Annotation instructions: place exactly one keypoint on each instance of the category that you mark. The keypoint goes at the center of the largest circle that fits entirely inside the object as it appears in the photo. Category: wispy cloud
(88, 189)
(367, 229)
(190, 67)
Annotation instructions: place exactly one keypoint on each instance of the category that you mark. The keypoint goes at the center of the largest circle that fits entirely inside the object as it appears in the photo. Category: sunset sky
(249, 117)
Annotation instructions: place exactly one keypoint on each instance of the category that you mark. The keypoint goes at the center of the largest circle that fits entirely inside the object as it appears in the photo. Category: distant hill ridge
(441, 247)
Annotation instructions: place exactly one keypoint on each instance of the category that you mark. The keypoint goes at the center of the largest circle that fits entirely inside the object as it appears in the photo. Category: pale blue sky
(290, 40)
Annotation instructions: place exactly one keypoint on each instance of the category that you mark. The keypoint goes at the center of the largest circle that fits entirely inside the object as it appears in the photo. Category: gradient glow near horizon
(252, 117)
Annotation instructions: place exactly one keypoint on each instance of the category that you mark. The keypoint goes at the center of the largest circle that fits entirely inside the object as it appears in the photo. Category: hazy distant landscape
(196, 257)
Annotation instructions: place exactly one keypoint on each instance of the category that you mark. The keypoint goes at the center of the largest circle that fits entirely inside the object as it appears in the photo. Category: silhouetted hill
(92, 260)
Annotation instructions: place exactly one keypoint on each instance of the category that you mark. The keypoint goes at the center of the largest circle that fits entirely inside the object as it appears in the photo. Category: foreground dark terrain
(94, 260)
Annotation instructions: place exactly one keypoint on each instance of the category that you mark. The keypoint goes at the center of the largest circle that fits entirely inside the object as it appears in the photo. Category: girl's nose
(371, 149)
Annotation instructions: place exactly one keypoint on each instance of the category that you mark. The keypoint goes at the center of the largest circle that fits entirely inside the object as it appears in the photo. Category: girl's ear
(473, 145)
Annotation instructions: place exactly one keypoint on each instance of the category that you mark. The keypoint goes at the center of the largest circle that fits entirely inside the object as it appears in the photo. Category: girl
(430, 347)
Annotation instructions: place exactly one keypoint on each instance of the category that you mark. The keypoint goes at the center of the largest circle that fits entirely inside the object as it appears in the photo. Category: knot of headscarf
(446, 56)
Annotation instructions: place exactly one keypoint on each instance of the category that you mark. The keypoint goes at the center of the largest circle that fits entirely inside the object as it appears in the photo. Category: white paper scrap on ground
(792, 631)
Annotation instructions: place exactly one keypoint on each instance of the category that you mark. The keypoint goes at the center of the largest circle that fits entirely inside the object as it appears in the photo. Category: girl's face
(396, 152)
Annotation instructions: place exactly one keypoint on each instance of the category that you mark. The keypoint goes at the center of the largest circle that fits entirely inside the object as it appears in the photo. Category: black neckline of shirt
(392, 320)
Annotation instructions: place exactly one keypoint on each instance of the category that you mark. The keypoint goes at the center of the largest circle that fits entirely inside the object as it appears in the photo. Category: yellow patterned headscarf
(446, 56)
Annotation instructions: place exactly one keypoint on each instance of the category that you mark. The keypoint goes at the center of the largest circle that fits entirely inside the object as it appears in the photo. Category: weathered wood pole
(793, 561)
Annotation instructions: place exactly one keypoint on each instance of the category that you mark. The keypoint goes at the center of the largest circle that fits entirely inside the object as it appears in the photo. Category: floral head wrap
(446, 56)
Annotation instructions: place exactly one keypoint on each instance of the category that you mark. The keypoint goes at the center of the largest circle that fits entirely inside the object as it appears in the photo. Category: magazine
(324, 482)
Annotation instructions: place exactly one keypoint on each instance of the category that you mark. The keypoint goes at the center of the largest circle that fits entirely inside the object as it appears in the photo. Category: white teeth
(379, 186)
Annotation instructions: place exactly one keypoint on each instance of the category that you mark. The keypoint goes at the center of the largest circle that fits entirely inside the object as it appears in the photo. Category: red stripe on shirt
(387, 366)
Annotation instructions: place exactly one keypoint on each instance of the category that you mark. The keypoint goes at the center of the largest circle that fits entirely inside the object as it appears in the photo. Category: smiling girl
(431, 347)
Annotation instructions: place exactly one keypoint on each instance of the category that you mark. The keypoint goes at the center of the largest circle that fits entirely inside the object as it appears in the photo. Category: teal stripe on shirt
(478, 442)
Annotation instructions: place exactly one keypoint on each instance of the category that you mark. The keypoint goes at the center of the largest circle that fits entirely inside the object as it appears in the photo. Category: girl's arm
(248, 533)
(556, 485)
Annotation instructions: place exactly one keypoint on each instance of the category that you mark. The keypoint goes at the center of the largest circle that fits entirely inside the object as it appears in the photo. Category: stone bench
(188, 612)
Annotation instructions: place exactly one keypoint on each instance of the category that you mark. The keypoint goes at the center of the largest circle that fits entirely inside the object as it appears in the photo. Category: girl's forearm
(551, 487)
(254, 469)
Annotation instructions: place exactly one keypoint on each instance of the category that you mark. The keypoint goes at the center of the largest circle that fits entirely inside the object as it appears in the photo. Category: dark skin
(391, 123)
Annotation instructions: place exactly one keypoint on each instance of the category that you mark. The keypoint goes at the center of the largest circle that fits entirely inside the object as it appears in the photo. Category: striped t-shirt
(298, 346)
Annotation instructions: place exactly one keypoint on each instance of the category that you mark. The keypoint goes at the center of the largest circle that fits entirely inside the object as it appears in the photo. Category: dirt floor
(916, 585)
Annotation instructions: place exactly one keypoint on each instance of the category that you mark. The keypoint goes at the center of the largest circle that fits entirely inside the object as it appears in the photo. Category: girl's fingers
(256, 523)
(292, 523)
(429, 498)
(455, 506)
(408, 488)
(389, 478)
* * * * * * * * *
**WHAT YOU ARE ASKED TO DO:** Exactly as written, give the line containing "Category: girl's arm" and all remaining lines of the records.

**RESULT:**
Annotation instructions: place exactly one keypoint on each instance of the category that you mark. The keypoint goes at the center of the largest circle that fits entirely inside the object as it appears in the photo. Category: girl's arm
(248, 533)
(556, 485)
Annotation instructions: place exactly one keypoint on each instance of the category that you mark. The keypoint goes at the center of the largest circle that fits entirely inside the object as it appears in the photo. Category: stone bench
(188, 612)
Annotation instructions: place exactly one keypoint on each instance of the category that you mark. The keypoint goes at the center of the largest circle that fits entirely inside the object as it appears in the photo. Category: girl's forearm
(551, 487)
(254, 469)
Annotation instructions: place exactly one keypoint on each instance of the category that you mark. The keypoint goes at the center of the largest circle that fits entirely inside the object as it appears in the photo. Category: dark skin
(391, 123)
Annotation instructions: place exactly one keypoint on each instance of the category that you mark. The keypoint goes at the center of the largest circle that fits entirely inside the object as it appears in the photo. Category: striped t-shirt
(298, 346)
Annotation instructions: place exactly one keypoint on each instance of the category that you mark. The keypoint goes at the center of the largest circle that fits entirely inside the object as it appears in the photo. Category: dirt floor
(916, 585)
Annotation instructions: place exactly one keypoint on each instance of the category that you mark. The keypoint goes at the center of the largest circle that fits entirely inside the object as it appears in the photo. Category: girl's fingers
(256, 523)
(292, 523)
(429, 498)
(455, 506)
(408, 488)
(389, 478)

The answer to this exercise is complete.